# [Tarea escrita 1]
Cite literalmente el pasaje del texto seleccionado que empieza en "Cada vez que" y concluye en "apresurado y prematuro.".
# [Tarea escrita 2]
Según el texto seleccionado, ¿qué discusión se reabre cada vez que muere alguien con fama de cabrón o cabrona?
# [Tarea escrita 3]
Indique si cada una de las siguientes afirmaciones concuerda con el texto seleccionado, respondiendo sí o no y citando las palabras del texto que lo determinan: (a) Festejar la muerte de una persona se considera irrespetuoso y de mal gusto. (b) El balance de luces y sombras de un personaje influyente siempre resulta acertado. (c) Desear públicamente la muerte de alguien equivale a hablar mal de un difunto.

# [Texto seleccionado]
Cada vez que muere alguien
con fama de cabrón, o cabrona, se reabre la discusión acerca de la pertinencia
de hablar mal de alguien que acaba de morir. Esto ocurre porque, nos guste o
no, la muerte marca nomás un momento de ajuste de cuentas no solamente con
nuestro creador, sino también con nuestra sociedad y con la historia. Cuando
muere algún personaje influyente, siempre notable para algunos y deleznable
para otros, es difícil dejar de hacer el clásico balance de sus luces y sus
sombras, aunque a veces éste resulte apresurado y prematuro.
Otra cosa muy distinta es,
sin embargo, desear públicamente la muerte de alguien o alegrarse por su
muerte. Yo me encuentro entre los que consideran que festejar la muerte de una
persona es, además de una señal de fanatismo ciego, irrespetuoso y de mal gusto;
no importa si el occiso es Osama Bin Laden o el más villano entre los villanos;
salir a la calle a tocar bocina y a bailar me parece un reflejo de ignorancia y
ordinarez.

(Entradas de una fuente de datos)
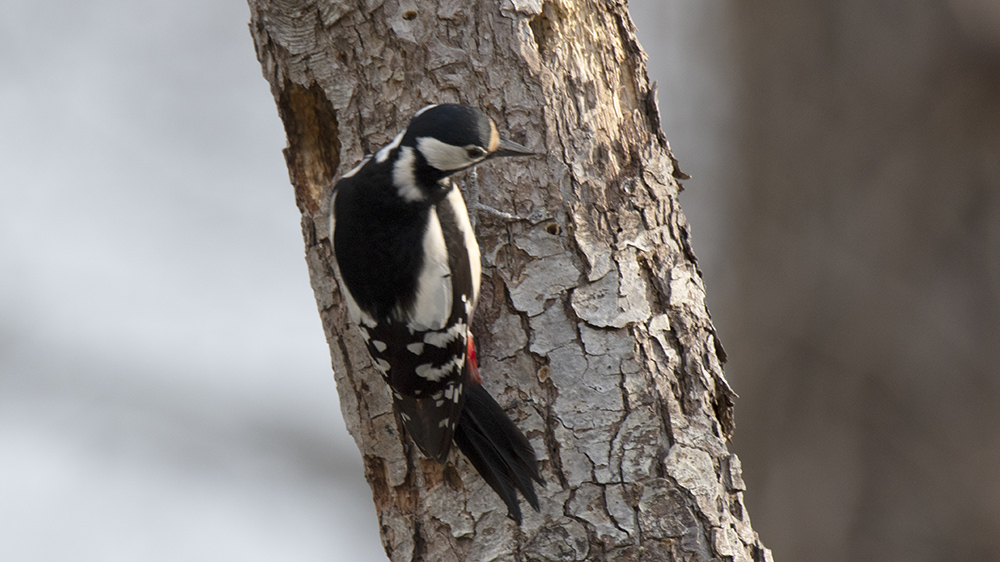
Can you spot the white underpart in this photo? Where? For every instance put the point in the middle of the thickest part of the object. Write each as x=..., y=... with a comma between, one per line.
x=383, y=152
x=462, y=217
x=432, y=307
x=444, y=156
x=402, y=176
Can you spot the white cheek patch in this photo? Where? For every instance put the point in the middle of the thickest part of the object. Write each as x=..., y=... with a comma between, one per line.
x=402, y=177
x=444, y=156
x=383, y=154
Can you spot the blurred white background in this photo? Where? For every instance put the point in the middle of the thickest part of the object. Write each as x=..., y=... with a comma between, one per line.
x=165, y=389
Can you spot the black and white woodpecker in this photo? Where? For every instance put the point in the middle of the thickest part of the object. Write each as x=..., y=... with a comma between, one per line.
x=409, y=271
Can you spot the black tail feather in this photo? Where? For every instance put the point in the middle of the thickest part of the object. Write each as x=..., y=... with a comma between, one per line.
x=498, y=450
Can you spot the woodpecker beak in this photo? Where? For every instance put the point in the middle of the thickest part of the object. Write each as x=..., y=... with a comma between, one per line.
x=511, y=148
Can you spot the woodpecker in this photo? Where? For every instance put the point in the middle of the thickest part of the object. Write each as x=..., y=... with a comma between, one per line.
x=410, y=272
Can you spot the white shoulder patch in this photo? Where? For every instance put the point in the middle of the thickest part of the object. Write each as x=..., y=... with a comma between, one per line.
x=403, y=178
x=432, y=306
x=355, y=169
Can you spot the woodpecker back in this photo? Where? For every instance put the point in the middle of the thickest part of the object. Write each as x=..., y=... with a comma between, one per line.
x=410, y=273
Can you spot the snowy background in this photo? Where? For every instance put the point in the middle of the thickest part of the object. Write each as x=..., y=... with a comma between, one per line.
x=165, y=388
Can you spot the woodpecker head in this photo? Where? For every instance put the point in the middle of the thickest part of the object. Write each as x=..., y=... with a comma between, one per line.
x=444, y=139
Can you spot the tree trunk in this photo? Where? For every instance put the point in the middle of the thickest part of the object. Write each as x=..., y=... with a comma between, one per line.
x=592, y=325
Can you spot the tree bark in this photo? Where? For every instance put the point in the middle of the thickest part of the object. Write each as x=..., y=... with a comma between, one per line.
x=592, y=324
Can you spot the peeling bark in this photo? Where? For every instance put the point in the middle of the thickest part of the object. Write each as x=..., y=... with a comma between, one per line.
x=592, y=323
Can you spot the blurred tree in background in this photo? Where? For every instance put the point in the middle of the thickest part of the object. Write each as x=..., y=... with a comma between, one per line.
x=856, y=279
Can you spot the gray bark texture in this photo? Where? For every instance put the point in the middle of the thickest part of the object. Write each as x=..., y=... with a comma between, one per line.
x=592, y=327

# [Respuesta completa 1]
Cada vez que muere alguien
con fama de cabrón, o cabrona, se reabre la discusión acerca de la pertinencia
de hablar mal de alguien que acaba de morir. Esto ocurre porque, nos guste o
no, la muerte marca nomás un momento de ajuste de cuentas no solamente con
nuestro creador, sino también con nuestra sociedad y con la historia. Cuando
muere algún personaje influyente, siempre notable para algunos y deleznable
para otros, es difícil dejar de hacer el clásico balance de sus luces y sus
sombras, aunque a veces éste resulte apresurado y prematuro.

# [Respuesta completa 2]
La discusión acerca de la pertinencia de hablar mal de alguien que acaba de morir.

# [Respuesta completa 3]
(a) Sí: "festejar la muerte de una persona es, además de una señal de fanatismo ciego, irrespetuoso y de mal gusto".
(b) No: "aunque a veces éste resulte apresurado y prematuro".
(c) No: "Otra cosa muy distinta es, sin embargo, desear públicamente la muerte de alguien".